### Requirement
The answer must be an exact transcription of the lines below from the first through the one containing "positive clicks: (603, 986) (641, 988)", with the pictures left out; please add nothing else.

### The data

* * * * *

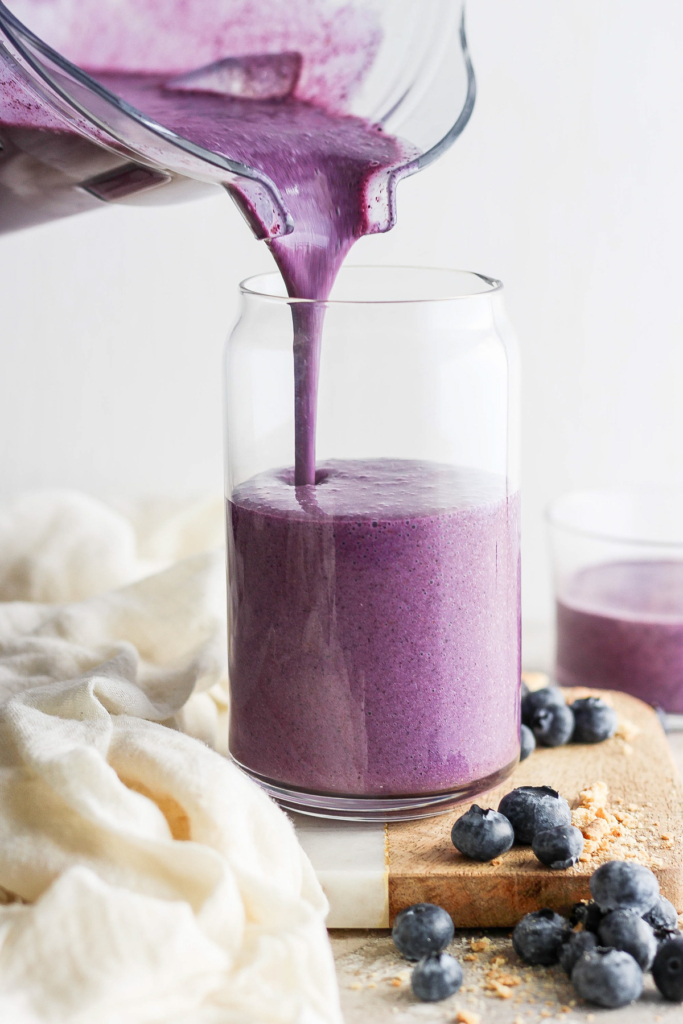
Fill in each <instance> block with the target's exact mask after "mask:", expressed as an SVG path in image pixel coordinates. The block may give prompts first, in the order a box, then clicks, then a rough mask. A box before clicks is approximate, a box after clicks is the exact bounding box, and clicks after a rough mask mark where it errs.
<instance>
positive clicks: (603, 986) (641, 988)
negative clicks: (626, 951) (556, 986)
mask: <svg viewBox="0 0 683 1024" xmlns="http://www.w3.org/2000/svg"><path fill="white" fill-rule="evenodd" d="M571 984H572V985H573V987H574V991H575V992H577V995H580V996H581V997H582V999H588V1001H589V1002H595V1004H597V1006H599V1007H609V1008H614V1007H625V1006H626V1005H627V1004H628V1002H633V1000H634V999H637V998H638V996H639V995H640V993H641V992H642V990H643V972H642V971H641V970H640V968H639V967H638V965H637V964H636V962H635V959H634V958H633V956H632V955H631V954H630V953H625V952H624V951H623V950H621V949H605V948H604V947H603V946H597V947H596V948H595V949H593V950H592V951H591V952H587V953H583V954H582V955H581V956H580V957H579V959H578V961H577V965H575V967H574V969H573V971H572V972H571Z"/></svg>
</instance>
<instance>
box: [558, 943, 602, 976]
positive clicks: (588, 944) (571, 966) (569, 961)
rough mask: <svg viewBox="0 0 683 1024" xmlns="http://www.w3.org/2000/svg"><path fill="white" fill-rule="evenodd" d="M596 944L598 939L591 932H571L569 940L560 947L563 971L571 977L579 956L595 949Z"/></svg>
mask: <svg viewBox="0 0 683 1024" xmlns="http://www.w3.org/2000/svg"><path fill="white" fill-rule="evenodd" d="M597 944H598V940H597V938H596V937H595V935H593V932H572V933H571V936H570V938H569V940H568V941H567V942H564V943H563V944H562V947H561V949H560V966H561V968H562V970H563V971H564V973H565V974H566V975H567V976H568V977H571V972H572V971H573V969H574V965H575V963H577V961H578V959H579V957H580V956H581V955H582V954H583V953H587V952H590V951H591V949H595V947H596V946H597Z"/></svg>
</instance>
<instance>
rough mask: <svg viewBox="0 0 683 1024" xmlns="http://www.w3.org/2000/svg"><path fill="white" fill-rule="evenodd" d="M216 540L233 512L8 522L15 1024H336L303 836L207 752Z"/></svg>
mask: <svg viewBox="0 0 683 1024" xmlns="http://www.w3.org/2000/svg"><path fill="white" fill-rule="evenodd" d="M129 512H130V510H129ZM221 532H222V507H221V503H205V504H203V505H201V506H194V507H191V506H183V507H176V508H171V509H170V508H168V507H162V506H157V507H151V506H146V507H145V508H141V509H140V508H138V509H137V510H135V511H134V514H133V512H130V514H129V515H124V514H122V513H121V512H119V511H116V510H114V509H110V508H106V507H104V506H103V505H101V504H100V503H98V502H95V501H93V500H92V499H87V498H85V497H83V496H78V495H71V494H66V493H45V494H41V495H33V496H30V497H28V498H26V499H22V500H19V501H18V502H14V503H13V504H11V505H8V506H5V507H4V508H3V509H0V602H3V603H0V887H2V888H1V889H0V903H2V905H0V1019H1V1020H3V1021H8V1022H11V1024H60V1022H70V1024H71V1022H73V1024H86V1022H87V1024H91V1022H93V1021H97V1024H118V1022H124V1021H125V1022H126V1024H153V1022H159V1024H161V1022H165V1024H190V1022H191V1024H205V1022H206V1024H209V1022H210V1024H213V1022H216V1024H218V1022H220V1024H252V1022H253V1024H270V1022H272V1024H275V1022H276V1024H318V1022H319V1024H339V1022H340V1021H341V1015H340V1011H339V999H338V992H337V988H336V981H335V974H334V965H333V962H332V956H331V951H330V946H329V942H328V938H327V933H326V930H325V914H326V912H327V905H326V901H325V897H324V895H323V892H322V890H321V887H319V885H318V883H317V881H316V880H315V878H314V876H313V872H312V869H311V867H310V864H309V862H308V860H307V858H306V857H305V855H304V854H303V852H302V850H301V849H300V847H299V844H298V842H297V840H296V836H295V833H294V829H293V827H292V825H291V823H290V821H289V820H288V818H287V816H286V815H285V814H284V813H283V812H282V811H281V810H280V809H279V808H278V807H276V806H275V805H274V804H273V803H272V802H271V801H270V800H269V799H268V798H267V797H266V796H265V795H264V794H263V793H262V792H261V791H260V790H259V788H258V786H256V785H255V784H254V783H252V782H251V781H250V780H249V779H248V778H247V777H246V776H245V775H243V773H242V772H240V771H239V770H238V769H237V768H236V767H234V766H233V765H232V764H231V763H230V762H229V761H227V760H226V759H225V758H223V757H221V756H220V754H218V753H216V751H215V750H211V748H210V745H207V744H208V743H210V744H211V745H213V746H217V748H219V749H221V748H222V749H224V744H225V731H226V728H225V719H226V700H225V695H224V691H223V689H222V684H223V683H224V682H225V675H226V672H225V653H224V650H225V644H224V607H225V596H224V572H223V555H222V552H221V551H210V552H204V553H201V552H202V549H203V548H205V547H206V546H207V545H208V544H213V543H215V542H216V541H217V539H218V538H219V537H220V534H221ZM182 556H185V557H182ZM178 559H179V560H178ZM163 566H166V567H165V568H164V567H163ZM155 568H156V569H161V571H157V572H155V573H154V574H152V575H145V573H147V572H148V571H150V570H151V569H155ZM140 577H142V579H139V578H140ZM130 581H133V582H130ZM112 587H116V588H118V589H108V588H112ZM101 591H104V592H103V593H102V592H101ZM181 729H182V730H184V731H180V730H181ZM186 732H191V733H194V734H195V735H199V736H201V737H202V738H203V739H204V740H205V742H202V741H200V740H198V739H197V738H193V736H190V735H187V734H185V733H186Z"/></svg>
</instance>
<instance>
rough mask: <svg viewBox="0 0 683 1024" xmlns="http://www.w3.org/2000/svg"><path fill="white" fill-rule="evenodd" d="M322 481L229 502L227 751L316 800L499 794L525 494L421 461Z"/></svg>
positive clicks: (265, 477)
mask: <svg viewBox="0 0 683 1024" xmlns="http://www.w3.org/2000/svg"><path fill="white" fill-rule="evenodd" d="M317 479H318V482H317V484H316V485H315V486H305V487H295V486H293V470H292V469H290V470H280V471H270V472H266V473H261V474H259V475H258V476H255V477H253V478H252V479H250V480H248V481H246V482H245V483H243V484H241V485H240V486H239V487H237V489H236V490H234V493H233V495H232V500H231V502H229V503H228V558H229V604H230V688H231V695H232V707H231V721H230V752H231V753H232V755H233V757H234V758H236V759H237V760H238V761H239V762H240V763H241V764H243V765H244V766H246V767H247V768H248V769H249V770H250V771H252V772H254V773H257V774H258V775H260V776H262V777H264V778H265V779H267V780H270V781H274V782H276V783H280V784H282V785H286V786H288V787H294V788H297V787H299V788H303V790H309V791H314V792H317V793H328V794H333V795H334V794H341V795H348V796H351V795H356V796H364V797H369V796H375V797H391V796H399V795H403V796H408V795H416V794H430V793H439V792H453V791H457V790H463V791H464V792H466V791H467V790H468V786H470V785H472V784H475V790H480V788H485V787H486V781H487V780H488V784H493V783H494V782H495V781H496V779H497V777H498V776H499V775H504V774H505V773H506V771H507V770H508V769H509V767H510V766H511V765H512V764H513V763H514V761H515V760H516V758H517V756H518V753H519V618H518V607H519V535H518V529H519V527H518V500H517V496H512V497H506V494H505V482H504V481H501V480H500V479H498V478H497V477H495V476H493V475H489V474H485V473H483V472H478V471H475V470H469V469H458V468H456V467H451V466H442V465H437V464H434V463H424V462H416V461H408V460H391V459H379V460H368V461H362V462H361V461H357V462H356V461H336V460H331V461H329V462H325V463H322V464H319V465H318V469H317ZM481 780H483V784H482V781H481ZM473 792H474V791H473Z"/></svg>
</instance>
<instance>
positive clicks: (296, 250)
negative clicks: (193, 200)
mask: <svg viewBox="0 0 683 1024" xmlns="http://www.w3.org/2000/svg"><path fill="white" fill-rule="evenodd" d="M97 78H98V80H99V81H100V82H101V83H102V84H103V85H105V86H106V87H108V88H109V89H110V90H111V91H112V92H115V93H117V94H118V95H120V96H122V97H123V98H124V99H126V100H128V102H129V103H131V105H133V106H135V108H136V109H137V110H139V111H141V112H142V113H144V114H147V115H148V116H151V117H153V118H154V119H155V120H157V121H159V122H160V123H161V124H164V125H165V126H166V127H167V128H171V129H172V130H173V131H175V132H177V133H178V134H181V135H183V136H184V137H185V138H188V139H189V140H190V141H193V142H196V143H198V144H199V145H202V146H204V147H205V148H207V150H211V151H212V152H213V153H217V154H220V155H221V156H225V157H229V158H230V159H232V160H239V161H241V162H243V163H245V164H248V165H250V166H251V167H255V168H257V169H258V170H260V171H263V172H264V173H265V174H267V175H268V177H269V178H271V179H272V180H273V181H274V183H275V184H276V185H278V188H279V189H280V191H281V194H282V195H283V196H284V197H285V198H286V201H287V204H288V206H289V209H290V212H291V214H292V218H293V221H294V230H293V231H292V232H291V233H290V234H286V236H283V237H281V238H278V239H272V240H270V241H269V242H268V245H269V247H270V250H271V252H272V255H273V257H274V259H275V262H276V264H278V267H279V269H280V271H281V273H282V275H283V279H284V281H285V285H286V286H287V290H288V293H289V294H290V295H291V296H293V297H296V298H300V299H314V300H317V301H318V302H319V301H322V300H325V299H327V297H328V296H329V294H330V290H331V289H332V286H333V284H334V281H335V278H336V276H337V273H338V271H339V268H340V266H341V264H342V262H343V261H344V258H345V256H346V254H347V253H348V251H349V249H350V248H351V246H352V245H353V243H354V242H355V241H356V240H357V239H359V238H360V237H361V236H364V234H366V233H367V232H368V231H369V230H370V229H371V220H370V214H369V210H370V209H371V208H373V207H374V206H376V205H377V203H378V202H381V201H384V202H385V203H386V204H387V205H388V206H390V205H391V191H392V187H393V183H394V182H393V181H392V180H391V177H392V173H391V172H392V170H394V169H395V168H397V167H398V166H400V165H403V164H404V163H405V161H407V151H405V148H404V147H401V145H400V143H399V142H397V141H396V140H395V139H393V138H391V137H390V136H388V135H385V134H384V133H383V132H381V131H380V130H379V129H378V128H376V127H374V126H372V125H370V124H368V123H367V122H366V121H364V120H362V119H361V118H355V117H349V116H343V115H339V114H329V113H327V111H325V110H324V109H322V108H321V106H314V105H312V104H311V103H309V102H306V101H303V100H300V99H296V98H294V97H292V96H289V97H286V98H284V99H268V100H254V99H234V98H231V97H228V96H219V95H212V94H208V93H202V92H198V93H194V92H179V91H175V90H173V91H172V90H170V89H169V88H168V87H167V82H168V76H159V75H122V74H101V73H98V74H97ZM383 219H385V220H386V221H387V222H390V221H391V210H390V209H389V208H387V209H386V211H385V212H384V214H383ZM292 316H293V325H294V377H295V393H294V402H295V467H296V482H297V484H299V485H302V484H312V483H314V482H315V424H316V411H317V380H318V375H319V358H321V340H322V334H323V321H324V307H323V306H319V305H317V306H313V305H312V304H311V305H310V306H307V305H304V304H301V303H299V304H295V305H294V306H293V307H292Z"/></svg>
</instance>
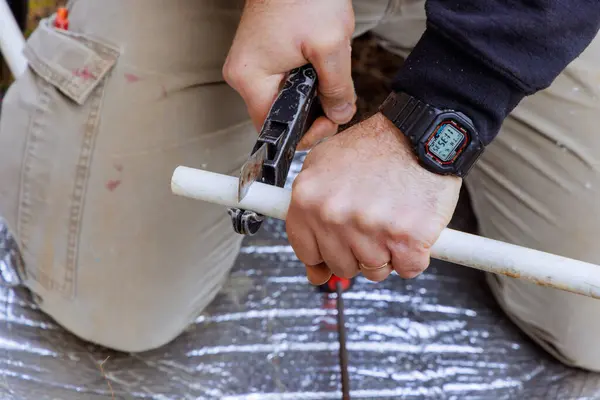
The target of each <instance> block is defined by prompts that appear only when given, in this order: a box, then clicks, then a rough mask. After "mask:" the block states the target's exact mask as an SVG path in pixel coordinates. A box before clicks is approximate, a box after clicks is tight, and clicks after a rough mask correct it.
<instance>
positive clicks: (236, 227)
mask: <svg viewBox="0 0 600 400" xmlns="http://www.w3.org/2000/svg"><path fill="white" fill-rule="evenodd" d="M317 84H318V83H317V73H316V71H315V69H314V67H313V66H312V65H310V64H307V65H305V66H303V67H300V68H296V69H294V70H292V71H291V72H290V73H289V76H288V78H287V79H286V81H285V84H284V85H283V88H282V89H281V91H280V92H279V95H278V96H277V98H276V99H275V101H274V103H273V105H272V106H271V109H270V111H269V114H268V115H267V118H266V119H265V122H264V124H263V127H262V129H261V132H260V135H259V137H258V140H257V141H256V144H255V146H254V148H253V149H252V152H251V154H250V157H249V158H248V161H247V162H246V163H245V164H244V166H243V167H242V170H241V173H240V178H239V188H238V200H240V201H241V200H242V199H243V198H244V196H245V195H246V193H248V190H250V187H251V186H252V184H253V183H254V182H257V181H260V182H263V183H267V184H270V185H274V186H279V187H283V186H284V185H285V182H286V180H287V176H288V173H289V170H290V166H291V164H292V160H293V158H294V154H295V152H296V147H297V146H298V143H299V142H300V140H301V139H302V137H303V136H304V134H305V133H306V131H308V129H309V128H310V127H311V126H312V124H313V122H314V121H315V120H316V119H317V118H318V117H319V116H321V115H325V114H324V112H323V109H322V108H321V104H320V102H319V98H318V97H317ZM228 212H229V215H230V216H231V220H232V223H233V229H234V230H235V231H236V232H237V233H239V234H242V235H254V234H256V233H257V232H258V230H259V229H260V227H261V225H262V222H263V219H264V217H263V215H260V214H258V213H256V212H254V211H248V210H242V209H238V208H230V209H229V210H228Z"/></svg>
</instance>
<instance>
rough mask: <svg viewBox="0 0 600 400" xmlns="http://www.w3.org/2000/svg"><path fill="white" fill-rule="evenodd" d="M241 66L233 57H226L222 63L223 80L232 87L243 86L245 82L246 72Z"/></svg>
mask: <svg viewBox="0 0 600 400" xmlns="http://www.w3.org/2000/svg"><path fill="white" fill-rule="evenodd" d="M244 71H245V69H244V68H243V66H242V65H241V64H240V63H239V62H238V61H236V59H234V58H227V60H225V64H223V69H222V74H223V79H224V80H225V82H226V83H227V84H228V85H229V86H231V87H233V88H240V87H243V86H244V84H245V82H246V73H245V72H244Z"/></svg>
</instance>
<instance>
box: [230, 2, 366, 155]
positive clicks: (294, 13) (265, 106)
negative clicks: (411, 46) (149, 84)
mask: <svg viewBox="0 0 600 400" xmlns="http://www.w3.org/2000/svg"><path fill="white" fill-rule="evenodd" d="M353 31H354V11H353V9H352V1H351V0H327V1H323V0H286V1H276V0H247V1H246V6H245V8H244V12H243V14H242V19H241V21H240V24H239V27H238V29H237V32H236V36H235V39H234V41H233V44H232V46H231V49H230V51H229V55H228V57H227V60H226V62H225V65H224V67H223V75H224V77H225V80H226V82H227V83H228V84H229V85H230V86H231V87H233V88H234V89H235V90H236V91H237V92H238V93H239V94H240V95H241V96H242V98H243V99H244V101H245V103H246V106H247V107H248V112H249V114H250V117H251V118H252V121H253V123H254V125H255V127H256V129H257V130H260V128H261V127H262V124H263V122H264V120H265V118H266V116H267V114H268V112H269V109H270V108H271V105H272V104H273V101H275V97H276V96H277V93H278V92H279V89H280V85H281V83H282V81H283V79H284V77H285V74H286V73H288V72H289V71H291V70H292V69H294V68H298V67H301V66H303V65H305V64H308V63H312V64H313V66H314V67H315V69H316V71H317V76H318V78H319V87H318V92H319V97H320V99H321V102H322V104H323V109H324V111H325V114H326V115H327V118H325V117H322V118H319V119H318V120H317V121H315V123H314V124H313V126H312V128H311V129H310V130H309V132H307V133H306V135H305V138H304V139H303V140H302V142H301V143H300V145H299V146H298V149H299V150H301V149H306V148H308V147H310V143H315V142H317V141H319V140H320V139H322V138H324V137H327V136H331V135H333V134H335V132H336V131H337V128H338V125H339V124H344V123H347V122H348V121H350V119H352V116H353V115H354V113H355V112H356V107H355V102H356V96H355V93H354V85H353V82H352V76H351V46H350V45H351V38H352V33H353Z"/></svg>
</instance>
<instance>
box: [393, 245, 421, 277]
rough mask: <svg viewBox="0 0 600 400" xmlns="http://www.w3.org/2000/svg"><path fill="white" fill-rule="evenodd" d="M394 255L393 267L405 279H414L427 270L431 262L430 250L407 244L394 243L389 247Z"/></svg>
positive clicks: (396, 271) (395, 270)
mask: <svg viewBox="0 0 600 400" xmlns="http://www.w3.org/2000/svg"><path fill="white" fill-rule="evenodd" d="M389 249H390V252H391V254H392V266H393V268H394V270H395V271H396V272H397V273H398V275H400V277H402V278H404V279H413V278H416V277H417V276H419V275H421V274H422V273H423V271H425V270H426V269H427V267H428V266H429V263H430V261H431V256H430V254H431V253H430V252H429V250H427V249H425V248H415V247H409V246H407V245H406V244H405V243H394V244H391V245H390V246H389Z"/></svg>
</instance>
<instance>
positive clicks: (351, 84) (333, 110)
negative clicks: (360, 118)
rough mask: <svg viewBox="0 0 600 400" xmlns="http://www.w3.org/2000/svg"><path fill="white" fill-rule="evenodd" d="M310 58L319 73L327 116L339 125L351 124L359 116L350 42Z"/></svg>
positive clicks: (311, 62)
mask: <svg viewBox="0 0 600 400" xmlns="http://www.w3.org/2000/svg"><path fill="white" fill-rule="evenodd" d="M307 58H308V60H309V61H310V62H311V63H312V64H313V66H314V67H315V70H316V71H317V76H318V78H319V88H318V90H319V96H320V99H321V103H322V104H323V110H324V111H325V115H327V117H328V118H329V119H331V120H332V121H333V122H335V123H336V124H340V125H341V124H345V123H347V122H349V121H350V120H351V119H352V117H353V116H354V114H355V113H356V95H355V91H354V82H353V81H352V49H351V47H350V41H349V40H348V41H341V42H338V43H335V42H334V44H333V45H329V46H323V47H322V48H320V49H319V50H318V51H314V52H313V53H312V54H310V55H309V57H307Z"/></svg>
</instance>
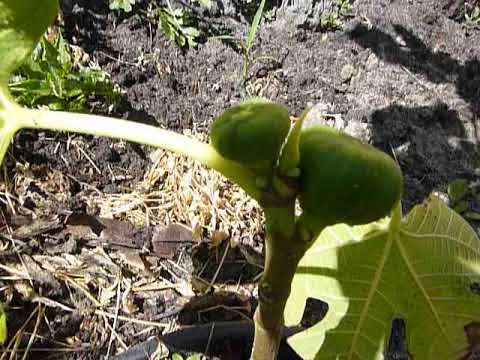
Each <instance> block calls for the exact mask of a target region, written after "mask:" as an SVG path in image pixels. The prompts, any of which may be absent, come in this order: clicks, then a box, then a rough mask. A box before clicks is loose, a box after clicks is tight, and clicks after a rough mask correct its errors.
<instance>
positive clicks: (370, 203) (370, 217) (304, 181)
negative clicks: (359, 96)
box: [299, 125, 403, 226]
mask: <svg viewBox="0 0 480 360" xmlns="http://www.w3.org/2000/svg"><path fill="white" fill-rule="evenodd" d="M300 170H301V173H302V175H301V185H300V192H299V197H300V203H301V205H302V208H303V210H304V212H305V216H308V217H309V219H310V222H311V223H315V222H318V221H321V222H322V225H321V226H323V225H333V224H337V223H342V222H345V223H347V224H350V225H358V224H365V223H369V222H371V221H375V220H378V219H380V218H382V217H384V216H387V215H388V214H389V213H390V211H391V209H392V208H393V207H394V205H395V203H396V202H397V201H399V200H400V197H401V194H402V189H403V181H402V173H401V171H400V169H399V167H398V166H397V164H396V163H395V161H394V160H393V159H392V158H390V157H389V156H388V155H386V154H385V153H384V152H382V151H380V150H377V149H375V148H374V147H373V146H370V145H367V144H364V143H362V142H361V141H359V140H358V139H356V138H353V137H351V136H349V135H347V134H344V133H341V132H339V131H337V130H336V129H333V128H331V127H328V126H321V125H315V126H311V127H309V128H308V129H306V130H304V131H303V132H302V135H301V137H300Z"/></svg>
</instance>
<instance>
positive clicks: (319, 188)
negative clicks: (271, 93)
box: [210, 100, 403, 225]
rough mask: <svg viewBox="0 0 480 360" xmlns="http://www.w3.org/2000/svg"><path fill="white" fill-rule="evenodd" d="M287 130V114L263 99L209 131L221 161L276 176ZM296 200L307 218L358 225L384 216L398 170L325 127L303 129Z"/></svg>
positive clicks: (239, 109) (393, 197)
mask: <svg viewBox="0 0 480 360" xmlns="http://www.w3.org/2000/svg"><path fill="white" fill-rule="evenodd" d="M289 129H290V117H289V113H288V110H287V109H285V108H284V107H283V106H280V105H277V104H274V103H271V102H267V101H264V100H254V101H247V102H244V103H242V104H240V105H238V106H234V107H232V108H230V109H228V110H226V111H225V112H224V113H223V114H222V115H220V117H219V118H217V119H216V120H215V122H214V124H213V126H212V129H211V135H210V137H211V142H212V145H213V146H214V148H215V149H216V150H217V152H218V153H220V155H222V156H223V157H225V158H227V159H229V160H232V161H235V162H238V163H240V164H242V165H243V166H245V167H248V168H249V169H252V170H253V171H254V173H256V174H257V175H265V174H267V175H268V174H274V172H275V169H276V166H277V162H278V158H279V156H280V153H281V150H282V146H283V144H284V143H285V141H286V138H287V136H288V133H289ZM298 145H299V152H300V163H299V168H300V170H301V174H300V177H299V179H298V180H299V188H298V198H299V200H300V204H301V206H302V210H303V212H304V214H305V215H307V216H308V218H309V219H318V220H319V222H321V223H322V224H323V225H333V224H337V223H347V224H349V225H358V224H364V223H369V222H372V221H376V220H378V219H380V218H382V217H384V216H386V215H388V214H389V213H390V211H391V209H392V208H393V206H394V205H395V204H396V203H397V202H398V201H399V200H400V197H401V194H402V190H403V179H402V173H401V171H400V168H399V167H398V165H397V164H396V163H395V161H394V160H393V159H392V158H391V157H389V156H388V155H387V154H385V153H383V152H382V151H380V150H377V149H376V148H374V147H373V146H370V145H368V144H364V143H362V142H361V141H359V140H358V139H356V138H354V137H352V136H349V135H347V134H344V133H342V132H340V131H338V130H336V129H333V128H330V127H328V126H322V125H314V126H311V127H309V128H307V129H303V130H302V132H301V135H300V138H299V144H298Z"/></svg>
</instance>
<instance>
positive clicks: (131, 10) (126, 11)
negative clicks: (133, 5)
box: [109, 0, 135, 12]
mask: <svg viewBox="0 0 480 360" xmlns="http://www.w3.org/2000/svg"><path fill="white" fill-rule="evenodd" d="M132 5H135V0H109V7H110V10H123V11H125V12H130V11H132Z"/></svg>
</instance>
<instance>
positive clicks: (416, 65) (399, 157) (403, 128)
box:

* * * * *

### Solution below
Fill in each <instance> block with the target's exact mask after "mask:", expressed as an SVG path in image pixel coordinates. The block may give prompts first, in the order a box, then clicks, then a rough mask. A box before clicks is approximate, a box after clicks is the exact bounding box, and clicks after a rough mask mark where it errs.
<instance>
positive clicks: (603, 986) (641, 988)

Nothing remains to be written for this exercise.